*STUDY MATERIAL*
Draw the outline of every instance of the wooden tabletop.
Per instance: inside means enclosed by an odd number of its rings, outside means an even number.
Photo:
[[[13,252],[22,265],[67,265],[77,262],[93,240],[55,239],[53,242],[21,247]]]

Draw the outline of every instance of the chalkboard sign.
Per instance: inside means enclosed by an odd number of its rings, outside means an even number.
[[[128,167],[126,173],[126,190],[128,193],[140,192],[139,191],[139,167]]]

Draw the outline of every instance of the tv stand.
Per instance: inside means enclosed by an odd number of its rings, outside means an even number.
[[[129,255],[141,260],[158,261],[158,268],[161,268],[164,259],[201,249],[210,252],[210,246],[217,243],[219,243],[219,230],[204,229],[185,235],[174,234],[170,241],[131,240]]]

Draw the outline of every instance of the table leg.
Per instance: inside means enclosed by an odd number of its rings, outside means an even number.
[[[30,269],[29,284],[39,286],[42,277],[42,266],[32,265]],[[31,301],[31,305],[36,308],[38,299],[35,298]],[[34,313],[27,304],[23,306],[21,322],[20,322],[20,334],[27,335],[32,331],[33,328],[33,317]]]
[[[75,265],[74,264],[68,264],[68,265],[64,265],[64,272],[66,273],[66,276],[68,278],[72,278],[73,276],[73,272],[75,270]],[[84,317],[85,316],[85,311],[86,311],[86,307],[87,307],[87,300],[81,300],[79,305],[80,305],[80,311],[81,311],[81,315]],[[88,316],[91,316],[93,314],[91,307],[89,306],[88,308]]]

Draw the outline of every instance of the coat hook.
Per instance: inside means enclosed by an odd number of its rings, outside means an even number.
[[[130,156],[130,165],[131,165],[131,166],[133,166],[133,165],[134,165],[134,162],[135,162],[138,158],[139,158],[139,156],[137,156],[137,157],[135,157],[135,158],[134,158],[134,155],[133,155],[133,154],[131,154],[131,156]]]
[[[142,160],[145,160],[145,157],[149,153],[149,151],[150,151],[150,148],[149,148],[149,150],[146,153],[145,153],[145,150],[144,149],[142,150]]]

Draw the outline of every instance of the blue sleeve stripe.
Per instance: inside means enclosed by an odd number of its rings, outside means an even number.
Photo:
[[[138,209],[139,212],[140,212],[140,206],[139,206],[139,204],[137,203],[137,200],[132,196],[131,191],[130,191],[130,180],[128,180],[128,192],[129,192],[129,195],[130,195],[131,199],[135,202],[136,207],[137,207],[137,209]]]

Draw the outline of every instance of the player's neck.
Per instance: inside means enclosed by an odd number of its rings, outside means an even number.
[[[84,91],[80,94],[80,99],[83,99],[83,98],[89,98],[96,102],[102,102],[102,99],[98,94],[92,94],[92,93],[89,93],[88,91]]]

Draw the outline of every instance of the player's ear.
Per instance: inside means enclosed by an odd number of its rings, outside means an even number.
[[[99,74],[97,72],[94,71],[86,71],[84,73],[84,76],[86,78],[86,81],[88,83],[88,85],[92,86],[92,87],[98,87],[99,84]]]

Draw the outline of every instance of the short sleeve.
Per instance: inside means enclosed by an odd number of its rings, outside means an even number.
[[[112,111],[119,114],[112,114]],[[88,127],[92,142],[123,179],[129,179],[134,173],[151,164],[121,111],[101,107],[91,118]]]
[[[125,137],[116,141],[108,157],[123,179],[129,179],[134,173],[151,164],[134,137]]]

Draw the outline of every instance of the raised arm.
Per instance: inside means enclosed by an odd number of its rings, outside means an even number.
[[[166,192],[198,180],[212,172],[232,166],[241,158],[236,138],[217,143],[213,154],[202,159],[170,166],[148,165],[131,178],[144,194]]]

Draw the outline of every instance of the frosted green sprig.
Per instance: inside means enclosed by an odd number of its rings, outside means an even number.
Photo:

*TASK DESCRIPTION*
Only the number is required: state how many lines of the entries hold the word "Draw".

*YOUR RESPONSE*
11